* [PROVIDED TEXT]:
*** Begin section ***

Trovagene said this week that it has entered into a memorandum of understanding with Strand Life Sciences to offer Trovagene's urine-based human papillomavirus screening test in India and South Asia.
Under the terms of the agreement, Bangalore-based Strand will license and validate Trovagene's HPV urine test and high-risk HPV DNA assays for clinical diagnostic and carrier screening use in India and countries in the South Asian Association for Regional Cooperation.
Strand intends to establish Trovagene's HPV assay technology in its molecular diagnostic laboratory operations and to perform extended analytical and clinical validation studies in its target markets. The initial validation will assess the diagnostic accuracy using urine as a specimen for HPV testing in various stages of disease progression, ranging from low-grade erosions to established cervical cancer.
Strand will then compare the test to standard cytology and Pap staining as well as a commercially available standard molecular test for detecting HPV DNA from cervical smears.
The companies said that Strand also intends to explore and validate the clinical utility of HPV DNA testing as a risk indicator and pathological cause of oral cancer in buccal swabs, biopsies, and saliva/sputum specimens.
"The potential to use urine, an easily obtained and stable testing sample, for high-risk HPV carrier screening across medically underserved areas is very promising," Vijay Chandru, chairman and CEO of Strand, said in a statement. "We are pleased to be working with Trovagene, a leader in this field, on this important project that has the potential to make HPV screening broadly available in the region and to become a new standard of care."

*** End section ***

* [ENTRIES SUPPLIED]:

*** Begin section ***

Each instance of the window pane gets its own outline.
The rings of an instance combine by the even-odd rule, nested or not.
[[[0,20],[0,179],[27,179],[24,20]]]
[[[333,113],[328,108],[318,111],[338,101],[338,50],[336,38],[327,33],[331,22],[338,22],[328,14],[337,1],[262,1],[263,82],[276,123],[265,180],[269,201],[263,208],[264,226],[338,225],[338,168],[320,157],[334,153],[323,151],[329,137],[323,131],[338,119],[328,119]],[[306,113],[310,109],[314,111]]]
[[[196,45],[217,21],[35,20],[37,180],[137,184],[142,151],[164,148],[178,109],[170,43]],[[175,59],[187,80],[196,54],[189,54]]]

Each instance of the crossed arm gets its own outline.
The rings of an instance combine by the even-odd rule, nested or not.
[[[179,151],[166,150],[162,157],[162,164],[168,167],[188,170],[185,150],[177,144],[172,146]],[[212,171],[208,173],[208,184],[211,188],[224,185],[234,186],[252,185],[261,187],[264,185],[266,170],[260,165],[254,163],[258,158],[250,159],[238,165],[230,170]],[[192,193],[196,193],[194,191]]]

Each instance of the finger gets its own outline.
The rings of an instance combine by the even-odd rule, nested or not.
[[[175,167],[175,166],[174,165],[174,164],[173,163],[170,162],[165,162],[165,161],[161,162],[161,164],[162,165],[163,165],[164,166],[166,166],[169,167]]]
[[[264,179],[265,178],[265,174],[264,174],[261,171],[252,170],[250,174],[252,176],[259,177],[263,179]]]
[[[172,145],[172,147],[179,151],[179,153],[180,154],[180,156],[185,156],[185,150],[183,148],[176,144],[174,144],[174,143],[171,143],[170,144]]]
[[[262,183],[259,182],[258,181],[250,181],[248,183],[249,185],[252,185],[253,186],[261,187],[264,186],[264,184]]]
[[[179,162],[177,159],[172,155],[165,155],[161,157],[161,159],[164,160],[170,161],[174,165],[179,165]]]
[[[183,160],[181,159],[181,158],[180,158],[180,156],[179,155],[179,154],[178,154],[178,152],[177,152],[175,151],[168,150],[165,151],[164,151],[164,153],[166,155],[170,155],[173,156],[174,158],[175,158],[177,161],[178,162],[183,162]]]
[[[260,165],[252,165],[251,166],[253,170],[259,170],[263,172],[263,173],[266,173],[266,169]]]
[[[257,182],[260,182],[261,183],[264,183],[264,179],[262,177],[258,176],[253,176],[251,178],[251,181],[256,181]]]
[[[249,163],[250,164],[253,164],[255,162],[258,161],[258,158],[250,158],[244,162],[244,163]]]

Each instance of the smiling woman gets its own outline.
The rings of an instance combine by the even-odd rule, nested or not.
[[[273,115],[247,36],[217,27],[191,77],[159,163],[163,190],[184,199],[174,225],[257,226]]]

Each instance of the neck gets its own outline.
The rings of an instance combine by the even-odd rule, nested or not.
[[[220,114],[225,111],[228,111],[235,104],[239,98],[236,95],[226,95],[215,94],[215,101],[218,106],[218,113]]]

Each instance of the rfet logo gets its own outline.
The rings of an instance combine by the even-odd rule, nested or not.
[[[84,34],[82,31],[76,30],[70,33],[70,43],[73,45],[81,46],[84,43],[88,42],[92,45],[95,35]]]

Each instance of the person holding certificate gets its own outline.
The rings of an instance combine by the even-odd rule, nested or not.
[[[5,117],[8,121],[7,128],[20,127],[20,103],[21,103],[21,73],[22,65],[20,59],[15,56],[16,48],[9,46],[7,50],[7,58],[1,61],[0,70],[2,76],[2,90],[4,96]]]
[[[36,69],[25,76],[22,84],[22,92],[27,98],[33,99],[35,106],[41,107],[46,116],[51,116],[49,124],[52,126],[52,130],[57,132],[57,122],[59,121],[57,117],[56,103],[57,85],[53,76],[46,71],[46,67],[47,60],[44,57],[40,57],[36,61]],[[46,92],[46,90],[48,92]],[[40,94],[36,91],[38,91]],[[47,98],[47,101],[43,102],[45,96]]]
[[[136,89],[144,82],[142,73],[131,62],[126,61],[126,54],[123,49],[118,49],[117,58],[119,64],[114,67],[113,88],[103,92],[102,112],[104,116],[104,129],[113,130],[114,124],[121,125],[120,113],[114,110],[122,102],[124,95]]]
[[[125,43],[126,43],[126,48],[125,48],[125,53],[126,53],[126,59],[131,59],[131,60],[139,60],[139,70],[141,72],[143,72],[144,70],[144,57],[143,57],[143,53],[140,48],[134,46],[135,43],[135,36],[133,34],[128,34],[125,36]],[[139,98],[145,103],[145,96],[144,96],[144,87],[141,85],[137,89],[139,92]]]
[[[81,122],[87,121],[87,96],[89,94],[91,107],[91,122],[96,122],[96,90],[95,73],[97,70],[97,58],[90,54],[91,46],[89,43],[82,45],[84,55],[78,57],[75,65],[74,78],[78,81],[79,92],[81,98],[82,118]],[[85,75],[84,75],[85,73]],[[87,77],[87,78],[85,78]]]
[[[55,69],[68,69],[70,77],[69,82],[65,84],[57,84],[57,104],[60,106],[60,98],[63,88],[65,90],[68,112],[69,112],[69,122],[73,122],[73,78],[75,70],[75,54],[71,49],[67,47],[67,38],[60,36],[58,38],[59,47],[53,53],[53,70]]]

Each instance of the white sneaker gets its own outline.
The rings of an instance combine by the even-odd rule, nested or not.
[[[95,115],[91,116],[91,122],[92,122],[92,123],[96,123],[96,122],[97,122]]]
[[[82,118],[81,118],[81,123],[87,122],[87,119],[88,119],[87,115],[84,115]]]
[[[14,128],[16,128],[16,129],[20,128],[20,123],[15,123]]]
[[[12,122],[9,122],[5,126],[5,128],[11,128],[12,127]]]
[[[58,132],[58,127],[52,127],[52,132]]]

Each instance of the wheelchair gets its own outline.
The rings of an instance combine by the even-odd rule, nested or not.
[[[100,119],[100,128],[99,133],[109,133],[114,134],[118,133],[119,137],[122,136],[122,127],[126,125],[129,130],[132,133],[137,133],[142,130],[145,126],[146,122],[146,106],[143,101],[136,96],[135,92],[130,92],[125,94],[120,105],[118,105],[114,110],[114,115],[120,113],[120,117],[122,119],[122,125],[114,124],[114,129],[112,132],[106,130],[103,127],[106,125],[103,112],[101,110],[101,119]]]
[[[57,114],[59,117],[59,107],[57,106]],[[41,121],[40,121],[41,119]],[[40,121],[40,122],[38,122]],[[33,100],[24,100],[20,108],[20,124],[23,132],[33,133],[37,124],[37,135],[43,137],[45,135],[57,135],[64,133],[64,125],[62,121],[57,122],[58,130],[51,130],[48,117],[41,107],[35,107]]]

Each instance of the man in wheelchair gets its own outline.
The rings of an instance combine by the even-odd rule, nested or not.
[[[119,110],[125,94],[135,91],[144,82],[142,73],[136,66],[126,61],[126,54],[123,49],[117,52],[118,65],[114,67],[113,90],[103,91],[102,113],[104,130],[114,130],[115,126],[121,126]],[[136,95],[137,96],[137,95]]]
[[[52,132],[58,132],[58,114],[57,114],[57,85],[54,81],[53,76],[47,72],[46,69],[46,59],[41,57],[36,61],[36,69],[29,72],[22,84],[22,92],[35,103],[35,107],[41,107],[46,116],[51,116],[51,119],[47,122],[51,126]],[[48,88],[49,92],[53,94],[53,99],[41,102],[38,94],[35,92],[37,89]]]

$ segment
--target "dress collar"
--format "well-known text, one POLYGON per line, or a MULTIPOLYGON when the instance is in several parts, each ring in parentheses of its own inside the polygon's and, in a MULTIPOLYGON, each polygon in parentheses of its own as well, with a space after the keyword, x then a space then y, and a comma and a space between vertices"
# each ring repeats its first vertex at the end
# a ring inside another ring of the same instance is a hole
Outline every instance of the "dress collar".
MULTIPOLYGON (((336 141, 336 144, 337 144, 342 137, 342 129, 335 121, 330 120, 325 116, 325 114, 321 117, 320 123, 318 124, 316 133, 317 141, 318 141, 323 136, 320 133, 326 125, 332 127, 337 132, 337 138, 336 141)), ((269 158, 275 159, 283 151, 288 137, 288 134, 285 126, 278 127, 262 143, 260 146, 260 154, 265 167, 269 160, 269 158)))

*** End section ***

* [WORK TO COMPLETE]:
In the article on Trovagene's deal with Strand Life Sciences, what will Strand compare the urine HPV test against after the initial validation?

* [RESPONSE]:
Standard cytology and Pap staining, plus a commercially available standard molecular test for detecting HPV DNA from cervical smears.